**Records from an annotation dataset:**
-------
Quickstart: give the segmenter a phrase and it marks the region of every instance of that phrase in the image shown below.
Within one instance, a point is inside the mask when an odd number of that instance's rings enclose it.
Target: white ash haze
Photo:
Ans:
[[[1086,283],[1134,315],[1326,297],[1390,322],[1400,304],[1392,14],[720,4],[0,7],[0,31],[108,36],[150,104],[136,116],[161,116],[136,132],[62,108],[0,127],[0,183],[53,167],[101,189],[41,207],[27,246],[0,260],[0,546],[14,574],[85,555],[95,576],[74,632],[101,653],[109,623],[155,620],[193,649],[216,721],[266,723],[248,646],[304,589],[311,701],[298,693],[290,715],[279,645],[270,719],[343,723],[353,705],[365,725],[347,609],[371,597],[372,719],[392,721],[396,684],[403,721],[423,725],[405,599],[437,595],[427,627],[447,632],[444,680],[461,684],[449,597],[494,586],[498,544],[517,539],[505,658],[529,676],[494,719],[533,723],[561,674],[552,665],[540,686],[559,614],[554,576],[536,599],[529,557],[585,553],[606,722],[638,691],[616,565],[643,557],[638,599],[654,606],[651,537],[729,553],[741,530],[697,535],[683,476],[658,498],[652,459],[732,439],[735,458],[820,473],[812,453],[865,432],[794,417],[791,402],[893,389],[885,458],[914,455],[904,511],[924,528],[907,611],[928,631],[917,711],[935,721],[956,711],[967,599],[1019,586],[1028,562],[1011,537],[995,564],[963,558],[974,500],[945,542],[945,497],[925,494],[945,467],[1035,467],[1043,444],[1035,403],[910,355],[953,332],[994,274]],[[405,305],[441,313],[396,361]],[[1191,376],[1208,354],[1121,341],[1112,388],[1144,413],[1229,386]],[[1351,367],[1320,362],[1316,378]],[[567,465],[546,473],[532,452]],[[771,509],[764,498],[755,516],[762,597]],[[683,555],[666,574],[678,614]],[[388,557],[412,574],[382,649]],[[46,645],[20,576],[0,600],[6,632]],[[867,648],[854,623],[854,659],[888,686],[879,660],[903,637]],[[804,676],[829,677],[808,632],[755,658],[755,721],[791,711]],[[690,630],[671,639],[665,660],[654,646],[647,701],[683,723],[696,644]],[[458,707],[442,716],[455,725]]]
-------
**Objective:**
Quote all of the data above line for line, without changing anything.

**Exercise result:**
Quickstart: give the segmenter a phrase and it marks the region of every instance of that phrase in the image shown below.
Within one instance, a point is inside the mask when an odd number of that instance's rings enclose it.
Target: white ash haze
Photo:
Ans:
[[[1086,283],[1134,315],[1326,297],[1390,322],[1400,304],[1392,14],[720,4],[0,7],[0,31],[108,36],[150,104],[136,116],[161,116],[136,132],[62,108],[0,127],[0,183],[53,167],[101,189],[41,207],[27,246],[0,260],[0,546],[14,574],[85,555],[95,576],[74,632],[101,653],[109,623],[155,620],[193,649],[216,721],[266,723],[248,646],[304,589],[311,701],[298,693],[290,715],[279,645],[270,719],[343,723],[353,705],[365,725],[347,609],[371,597],[372,719],[392,721],[396,684],[403,721],[423,725],[405,599],[437,595],[427,627],[447,632],[444,680],[461,684],[449,597],[494,586],[498,544],[517,539],[505,658],[529,676],[494,719],[533,723],[561,674],[552,665],[540,686],[559,614],[554,576],[536,599],[529,557],[585,553],[606,722],[638,691],[616,565],[643,557],[638,599],[654,606],[651,537],[729,553],[741,530],[697,535],[683,476],[658,498],[652,459],[732,439],[735,458],[820,473],[812,453],[865,432],[794,417],[791,402],[893,389],[885,458],[914,455],[904,511],[924,528],[907,611],[928,631],[917,711],[935,721],[956,711],[967,599],[1019,586],[1028,562],[1011,537],[995,564],[963,558],[974,500],[945,542],[945,497],[925,494],[945,467],[1035,467],[1043,444],[1035,403],[910,355],[953,332],[994,274]],[[405,305],[441,313],[396,361]],[[1191,376],[1208,354],[1121,341],[1112,388],[1144,413],[1229,386]],[[1351,367],[1320,362],[1316,378]],[[567,465],[546,473],[532,452]],[[771,509],[764,498],[755,516],[762,597]],[[683,555],[666,574],[678,614]],[[388,557],[412,574],[382,649]],[[46,645],[20,576],[0,600],[6,632]],[[867,648],[854,623],[854,659],[888,686],[879,660],[903,637]],[[804,676],[829,677],[808,632],[755,658],[755,721],[791,711]],[[690,630],[671,639],[665,660],[654,646],[647,701],[683,723],[696,644]],[[458,707],[442,716],[455,725]]]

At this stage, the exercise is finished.